PASSAGE TO READ:
Ruminating thoughts, worries, anger, and/ or fantasizing can take up the majority of our brain power and hours in the day. Breaking this repetitive thinking, or looping cycle, leads to less stress. One way to break this cycle is through practicing mindfulness.
Studies demonstrate the effectiveness of mindfulness practices, pausing and reconnecting with the present moment, and their positive effects experienced by the practitioner. But sometimes it’s difficult to take a moment to ourselves, leading us to never fully experience the present moment. Our society tells us that if we aren’t actively producing, then we should be. Our self worth may come from doing, leading to less being. Doing has it’s place, but it isn’t everything.
Let’s take back our being, living with more presence and aliveness, so at the end of our lives we aren’t merely a list of tasks completed, but an array of experiences which led us down a path.
Counting the Segments
Six Full Rounds of Breath
Placing your thumb on the segment at the base of the index finger, inhale. Exhale, moving your thumb to the middle segment of the same finger. Inhale to the tip of the index finger, exhale the the tip of the middle finger. Move like this, breathing mindfully until you reach the inner middle segment of the ring finger.
One round is enough to calm the nervous system, lowering cortisol levels. Two to ten rounds will continue these effects, leading to a calmer, clearer, more focused you!
In an area as small as a yoga mat or as large as a football field, begin by standing with two feet on the ground. Become aware of your weight being transferred through the soles of your feet into the earth. Bring your attention to the subtle movements which happen in order to keep one balanced and upright. Notice the constant adjustments made in order to maintain balance.
Begin to walk at a fairly slow but normal pace, and in a normal manner, inhaling as you lift and set down the foot. Exhale as you lift and replace the other foot, alternating the breath with each step taken. One might repeat the mantra given by Thich Nhat Hanh, “I am here, I have arrived”.

RECORDS PROVIDED:

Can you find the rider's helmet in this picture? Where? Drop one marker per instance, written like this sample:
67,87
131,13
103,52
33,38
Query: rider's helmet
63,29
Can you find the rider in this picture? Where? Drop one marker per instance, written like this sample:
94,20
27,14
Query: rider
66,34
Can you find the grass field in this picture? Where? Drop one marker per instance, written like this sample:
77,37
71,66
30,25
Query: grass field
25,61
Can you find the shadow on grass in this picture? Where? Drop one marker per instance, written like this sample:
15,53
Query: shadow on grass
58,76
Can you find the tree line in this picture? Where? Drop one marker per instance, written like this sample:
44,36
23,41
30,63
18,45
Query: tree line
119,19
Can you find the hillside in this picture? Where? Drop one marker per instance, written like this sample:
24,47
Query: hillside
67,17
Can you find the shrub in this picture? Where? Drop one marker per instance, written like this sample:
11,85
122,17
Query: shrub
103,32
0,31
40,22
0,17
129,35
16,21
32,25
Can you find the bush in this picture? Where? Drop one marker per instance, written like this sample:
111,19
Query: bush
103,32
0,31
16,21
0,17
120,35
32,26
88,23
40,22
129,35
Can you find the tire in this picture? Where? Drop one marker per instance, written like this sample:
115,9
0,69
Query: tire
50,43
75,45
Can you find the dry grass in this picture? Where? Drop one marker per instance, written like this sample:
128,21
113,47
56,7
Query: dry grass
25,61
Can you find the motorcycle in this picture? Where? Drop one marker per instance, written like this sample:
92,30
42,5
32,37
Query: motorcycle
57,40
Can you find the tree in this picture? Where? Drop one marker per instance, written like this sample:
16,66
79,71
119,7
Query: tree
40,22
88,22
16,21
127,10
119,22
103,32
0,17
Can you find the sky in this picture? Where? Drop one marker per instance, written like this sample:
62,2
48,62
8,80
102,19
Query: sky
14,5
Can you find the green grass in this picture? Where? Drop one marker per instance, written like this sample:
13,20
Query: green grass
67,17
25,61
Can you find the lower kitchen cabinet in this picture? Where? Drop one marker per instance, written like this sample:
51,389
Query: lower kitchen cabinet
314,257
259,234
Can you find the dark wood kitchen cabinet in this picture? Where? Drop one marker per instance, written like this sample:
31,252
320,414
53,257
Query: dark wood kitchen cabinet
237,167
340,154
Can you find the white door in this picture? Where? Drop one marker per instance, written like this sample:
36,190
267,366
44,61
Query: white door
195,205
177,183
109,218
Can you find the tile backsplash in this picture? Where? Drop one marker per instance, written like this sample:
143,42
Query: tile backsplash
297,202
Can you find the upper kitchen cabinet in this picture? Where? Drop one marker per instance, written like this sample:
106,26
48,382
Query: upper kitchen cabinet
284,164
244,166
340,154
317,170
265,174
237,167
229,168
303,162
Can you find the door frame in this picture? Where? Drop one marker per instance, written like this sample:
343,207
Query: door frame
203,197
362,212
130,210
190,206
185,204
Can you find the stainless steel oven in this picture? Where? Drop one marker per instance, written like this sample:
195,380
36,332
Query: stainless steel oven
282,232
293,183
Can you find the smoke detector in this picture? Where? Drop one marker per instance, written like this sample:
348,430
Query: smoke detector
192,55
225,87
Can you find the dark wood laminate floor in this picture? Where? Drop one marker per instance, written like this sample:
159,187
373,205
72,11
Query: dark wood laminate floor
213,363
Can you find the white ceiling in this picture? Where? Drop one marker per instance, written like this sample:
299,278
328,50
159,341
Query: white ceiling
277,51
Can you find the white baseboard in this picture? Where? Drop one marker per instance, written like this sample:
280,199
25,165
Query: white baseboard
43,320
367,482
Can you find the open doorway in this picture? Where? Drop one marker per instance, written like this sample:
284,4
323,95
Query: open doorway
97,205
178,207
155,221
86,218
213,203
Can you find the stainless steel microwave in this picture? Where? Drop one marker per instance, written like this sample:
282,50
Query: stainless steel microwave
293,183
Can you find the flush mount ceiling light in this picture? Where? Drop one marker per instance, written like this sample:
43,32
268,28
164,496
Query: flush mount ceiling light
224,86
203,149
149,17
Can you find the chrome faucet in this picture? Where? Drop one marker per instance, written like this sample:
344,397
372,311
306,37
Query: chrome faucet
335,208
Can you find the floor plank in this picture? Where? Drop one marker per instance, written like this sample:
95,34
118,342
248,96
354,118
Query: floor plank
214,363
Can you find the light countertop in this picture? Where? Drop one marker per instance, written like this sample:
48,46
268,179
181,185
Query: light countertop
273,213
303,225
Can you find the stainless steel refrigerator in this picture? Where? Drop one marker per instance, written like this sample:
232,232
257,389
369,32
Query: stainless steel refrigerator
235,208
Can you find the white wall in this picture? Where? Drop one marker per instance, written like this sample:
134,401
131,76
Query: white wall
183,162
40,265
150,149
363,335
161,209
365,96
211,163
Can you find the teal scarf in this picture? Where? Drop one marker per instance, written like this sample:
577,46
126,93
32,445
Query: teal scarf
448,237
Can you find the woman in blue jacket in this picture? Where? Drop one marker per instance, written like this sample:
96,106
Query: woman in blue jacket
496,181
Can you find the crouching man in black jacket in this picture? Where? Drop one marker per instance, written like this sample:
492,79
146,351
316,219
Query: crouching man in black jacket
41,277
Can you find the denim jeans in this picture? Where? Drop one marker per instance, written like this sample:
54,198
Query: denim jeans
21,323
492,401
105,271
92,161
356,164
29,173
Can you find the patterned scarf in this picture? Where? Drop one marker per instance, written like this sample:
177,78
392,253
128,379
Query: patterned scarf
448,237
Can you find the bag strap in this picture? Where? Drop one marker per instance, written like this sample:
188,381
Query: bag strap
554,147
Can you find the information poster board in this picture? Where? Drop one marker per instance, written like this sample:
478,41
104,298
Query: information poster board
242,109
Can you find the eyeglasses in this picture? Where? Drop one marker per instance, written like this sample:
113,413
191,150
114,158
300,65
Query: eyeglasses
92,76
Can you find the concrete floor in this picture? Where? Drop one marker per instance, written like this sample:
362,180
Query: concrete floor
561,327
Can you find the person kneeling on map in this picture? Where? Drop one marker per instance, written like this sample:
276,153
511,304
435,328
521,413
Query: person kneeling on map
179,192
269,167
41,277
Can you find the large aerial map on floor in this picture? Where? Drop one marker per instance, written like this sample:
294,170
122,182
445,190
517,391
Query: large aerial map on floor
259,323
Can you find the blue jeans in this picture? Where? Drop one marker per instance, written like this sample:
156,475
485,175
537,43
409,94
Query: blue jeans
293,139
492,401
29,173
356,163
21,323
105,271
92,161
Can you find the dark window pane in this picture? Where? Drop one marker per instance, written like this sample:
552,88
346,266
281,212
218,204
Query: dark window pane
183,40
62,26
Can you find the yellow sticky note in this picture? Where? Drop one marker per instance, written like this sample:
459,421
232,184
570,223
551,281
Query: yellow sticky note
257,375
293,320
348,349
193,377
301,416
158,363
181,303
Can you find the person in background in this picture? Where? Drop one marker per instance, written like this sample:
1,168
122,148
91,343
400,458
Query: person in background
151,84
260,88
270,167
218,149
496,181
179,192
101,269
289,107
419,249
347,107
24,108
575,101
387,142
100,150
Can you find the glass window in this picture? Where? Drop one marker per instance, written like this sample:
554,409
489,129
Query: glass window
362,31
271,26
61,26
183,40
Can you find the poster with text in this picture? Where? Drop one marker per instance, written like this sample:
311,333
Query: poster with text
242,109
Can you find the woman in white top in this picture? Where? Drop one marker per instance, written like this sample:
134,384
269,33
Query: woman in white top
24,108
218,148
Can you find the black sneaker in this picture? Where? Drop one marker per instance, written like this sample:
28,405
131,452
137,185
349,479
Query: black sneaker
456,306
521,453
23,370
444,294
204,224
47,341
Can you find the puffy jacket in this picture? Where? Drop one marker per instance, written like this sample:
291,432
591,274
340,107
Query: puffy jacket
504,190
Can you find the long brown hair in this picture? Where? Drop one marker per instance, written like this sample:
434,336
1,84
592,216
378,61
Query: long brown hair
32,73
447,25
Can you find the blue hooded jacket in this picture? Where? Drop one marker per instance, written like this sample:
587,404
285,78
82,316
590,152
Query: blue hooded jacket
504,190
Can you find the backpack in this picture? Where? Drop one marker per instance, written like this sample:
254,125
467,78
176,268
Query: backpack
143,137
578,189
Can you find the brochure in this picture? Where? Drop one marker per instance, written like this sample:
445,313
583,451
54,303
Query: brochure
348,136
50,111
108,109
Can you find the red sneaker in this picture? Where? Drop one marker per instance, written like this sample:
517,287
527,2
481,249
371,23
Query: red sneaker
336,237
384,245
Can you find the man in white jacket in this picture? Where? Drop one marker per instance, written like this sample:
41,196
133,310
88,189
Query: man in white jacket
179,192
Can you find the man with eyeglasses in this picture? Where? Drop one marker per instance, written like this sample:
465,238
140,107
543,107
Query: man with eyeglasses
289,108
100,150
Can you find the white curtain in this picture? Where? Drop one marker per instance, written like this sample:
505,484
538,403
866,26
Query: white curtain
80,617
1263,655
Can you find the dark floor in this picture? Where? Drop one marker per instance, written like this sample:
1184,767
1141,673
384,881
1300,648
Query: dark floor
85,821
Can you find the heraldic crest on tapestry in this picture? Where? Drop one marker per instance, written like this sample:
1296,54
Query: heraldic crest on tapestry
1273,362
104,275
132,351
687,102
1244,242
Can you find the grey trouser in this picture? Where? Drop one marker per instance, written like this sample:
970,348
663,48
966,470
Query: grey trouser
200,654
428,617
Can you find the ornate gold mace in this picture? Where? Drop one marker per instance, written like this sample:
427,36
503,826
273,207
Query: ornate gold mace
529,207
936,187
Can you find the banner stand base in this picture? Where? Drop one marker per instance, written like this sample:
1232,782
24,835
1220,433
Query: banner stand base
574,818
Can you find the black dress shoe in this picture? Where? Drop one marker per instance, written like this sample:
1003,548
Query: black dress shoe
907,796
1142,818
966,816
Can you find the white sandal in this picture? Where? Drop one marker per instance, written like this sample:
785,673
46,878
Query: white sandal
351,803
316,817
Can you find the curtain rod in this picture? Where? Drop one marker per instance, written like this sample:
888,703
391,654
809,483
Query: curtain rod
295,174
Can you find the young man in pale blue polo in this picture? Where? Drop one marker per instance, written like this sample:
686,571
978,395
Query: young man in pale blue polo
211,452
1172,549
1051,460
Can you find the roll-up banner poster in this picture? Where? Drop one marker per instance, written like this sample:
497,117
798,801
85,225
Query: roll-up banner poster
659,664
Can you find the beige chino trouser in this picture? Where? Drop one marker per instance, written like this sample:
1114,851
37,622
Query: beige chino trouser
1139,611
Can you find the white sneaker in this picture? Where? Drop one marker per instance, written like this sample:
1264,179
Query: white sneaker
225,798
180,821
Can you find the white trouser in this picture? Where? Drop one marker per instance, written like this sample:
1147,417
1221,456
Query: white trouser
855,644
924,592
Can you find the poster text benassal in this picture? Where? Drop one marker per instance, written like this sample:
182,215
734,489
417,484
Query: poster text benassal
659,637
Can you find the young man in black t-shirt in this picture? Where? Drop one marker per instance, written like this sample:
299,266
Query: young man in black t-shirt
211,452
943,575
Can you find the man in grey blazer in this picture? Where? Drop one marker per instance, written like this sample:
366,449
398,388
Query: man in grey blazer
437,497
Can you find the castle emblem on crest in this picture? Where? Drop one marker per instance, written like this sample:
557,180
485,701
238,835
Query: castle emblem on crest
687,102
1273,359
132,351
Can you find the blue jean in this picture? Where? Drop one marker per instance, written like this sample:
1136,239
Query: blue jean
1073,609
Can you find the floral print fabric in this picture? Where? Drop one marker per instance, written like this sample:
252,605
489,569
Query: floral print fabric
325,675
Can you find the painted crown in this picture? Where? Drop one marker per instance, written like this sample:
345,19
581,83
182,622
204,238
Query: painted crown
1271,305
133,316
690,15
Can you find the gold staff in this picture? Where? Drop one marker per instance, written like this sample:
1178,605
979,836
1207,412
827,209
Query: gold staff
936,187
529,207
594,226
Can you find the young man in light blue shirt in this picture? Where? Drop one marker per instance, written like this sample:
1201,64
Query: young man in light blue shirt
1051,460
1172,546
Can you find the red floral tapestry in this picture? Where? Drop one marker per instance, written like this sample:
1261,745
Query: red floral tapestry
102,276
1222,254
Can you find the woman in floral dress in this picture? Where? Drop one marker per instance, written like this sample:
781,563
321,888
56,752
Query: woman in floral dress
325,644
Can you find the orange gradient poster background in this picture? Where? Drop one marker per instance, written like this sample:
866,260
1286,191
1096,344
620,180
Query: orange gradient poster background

AIM:
Continue the passage on mindfulness practices above, beginning right after its last sentence.

THE OUTPUT:
I find the practice of breathing while walking enough to refocus my “monkey mind” (a term used in the Buddhist tradition meaning restless or unsettled) on a normal day, but there are days when adding the counting strengthens the call to presence. To do this, simply count each step, beginning with one and continuing to 20 or beyond. Notice how this practice calms the ruminating thoughts and an awake, aware presence.
Also referred to as body anchoring because one is anchoring awareness by means of body sensation. This practice can be done in a comfortable lying or sitting position (the following steps have been adapted from a Yoga Journal Body Sensing Meditation).
- First, affirm your intention during this practice of meditation to focus on sensation rather than thinking. While breathing slowly through your nose, begin noticing the sensations of the breath in both nostrils.
- Become aware of the sensations in your jaw, mouth, and tongue. It may be in the form of tingling, pulsing, vibrating, numbness. Just notice and allow these sensations.
- Move your awareness to the ears, cheeks and nose. Then to forehead, top of the head, and base of the skull.
- Sense your shoulders, arms, hands, and fingers.
- Bring attention into your upper chest and back, and then your middle chest and back. Bring attention to your abdomen and lower back. Feel your entire torso, front and back.
- Sense your pelvis, buttocks, and hips, and then your thighs, legs, feet, and toes.
- Sense the entire front of your body, and then the back. Next, sense the left side of your body, and then the right. Feel sensation inside your body and on the surface.
- Feel yourself as spacious, open, and aware.
- Focus on feeling your body, welcoming feelings of security, groundedness, peace, and well-being.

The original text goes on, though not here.